### Data ###

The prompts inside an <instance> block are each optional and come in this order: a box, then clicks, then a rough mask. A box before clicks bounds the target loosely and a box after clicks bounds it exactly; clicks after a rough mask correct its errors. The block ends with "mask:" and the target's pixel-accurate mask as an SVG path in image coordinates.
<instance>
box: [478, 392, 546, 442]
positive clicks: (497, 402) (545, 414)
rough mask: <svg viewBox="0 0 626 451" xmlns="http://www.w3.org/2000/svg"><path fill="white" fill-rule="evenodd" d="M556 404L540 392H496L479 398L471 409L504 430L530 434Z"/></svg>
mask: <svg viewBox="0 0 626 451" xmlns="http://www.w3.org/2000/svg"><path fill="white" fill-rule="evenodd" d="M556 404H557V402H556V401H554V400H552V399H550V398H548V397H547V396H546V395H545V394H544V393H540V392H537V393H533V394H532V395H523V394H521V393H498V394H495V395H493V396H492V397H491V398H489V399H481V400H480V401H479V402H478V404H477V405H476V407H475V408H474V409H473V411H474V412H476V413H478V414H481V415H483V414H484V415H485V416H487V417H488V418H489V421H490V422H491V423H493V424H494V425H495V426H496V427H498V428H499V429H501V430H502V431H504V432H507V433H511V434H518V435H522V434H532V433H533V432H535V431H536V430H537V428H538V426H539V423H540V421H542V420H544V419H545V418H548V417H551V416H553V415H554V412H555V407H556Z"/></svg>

###
### Data ###

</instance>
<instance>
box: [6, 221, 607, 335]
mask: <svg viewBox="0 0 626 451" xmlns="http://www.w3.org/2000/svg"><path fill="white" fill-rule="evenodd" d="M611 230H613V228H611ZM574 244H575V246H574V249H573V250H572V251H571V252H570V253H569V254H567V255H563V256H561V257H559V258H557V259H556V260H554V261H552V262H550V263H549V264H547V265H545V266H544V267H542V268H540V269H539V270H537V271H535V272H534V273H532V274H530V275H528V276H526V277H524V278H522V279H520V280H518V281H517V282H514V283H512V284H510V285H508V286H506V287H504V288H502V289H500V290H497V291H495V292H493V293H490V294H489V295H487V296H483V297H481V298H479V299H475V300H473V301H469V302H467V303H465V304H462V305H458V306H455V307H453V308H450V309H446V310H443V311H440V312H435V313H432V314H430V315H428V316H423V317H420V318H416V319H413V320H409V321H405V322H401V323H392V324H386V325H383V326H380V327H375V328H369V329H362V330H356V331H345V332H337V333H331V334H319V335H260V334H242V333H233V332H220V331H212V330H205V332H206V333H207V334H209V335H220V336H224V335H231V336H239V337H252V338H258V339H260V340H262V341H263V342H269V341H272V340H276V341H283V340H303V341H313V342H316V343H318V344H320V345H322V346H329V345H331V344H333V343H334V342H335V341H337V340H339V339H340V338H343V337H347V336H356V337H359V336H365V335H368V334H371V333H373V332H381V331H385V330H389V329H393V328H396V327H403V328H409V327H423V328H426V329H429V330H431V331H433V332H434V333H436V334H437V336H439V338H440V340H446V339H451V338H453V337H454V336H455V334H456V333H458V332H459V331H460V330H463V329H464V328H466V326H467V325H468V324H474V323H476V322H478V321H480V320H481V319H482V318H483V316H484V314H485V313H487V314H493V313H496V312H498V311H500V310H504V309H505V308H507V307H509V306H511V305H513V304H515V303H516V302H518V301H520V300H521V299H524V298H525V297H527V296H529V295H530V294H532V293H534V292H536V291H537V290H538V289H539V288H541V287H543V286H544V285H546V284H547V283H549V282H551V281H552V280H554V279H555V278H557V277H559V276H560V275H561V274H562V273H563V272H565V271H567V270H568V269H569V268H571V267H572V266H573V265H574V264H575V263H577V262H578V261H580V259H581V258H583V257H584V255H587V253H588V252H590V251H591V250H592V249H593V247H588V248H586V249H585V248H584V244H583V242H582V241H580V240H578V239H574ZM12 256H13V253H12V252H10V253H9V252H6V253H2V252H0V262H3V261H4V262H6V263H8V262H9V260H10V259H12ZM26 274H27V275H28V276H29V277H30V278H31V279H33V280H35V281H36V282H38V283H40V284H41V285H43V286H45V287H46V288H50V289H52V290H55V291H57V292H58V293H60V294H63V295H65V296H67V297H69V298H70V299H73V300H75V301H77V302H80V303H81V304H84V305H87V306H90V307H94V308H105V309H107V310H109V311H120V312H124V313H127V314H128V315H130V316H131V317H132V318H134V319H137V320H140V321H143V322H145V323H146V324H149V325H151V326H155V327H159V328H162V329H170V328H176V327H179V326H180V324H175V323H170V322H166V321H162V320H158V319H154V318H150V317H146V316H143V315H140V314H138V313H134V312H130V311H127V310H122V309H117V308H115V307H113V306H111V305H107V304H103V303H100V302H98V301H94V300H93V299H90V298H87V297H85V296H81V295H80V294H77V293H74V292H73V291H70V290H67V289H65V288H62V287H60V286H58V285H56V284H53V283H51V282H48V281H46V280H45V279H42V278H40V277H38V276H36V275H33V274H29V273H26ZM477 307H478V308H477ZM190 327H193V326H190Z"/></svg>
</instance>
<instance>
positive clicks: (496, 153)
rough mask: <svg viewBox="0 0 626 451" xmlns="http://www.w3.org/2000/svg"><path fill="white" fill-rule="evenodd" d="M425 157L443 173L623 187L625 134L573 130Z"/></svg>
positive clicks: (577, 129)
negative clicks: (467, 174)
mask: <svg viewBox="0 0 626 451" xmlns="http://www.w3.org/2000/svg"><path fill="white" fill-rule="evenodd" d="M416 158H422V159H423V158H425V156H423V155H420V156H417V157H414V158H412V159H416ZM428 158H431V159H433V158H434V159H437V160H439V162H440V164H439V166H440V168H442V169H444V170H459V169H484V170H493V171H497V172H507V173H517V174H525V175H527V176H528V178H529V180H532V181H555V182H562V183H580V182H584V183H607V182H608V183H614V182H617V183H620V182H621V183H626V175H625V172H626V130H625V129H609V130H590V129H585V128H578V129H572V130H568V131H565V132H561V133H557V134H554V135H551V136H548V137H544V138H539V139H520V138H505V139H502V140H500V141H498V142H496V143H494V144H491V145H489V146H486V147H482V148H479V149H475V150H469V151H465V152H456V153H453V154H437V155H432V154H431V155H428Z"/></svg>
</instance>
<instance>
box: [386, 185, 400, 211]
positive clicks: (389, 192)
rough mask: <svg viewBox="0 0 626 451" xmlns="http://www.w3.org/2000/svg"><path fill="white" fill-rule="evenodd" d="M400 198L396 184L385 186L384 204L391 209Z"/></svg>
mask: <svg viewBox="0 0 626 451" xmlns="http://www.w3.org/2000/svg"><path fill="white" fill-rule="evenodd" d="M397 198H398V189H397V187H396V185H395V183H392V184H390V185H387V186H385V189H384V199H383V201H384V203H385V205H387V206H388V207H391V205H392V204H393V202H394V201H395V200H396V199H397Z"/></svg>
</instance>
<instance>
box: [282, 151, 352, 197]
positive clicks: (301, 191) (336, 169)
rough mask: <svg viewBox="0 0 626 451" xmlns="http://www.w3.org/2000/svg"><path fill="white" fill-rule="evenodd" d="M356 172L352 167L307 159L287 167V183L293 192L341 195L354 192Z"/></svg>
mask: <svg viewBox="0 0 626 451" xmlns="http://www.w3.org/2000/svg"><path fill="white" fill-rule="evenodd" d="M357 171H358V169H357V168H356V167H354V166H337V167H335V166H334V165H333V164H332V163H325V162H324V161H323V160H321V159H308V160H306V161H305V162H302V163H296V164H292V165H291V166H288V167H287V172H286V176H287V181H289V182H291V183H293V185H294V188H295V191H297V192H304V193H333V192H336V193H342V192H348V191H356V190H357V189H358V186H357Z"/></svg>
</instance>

###

Problem to work on:
Please return the lines running from the line with "The prompts inside" to the line with "404L540 392H496L479 398L471", both included, reproduced exactly.

Reply:
The prompts inside an <instance> block are each optional and come in this order: a box, then clicks, then a rough mask. A box before clicks bounds the target loosely and a box after clicks bounds it exactly; clicks after a rough mask correct its errors. The block ends with "mask:" and the target's pixel-accurate mask as an SVG path in image coordinates.
<instance>
box: [478, 392, 546, 442]
positive clicks: (497, 402) (545, 414)
rough mask: <svg viewBox="0 0 626 451" xmlns="http://www.w3.org/2000/svg"><path fill="white" fill-rule="evenodd" d="M556 404L540 392H496L479 398L471 409L504 430L530 434Z"/></svg>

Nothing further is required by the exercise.